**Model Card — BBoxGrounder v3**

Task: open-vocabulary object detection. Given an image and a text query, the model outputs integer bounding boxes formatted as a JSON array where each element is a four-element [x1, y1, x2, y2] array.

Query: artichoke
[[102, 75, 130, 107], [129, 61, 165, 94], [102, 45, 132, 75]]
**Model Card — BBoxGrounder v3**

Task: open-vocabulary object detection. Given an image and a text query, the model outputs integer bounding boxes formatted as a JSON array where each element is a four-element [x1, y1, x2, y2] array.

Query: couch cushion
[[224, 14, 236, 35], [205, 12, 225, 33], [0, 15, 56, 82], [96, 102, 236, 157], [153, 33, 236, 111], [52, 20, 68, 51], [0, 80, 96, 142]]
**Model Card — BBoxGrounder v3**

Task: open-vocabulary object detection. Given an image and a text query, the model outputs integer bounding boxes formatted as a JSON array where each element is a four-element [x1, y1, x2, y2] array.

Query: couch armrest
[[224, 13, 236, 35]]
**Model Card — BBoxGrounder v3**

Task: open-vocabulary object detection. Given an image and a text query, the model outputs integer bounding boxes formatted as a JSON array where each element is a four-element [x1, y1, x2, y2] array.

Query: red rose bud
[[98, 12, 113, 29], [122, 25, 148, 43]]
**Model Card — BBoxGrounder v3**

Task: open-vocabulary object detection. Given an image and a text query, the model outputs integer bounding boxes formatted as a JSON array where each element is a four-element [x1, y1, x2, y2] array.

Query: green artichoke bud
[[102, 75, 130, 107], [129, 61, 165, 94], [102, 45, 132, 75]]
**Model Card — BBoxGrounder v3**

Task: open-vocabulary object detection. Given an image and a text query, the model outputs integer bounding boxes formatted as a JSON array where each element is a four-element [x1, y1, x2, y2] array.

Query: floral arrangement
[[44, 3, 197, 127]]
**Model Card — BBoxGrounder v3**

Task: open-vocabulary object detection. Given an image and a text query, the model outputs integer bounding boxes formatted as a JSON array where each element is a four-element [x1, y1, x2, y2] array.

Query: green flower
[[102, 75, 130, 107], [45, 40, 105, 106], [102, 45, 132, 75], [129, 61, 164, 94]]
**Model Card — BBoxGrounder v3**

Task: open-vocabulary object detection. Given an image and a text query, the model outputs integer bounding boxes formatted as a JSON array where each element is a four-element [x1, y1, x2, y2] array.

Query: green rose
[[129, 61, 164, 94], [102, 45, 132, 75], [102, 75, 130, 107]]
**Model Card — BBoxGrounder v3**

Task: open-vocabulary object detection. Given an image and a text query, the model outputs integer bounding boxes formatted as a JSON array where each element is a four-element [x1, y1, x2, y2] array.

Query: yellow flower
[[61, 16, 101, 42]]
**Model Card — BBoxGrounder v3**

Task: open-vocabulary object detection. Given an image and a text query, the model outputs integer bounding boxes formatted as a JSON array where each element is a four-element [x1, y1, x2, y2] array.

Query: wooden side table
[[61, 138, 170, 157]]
.....
> _Stated problem_: Please pick out every line of the records above that contains the word "flower" and copy each of those lines.

> _Complete response_:
Query: green flower
Query: yellow flower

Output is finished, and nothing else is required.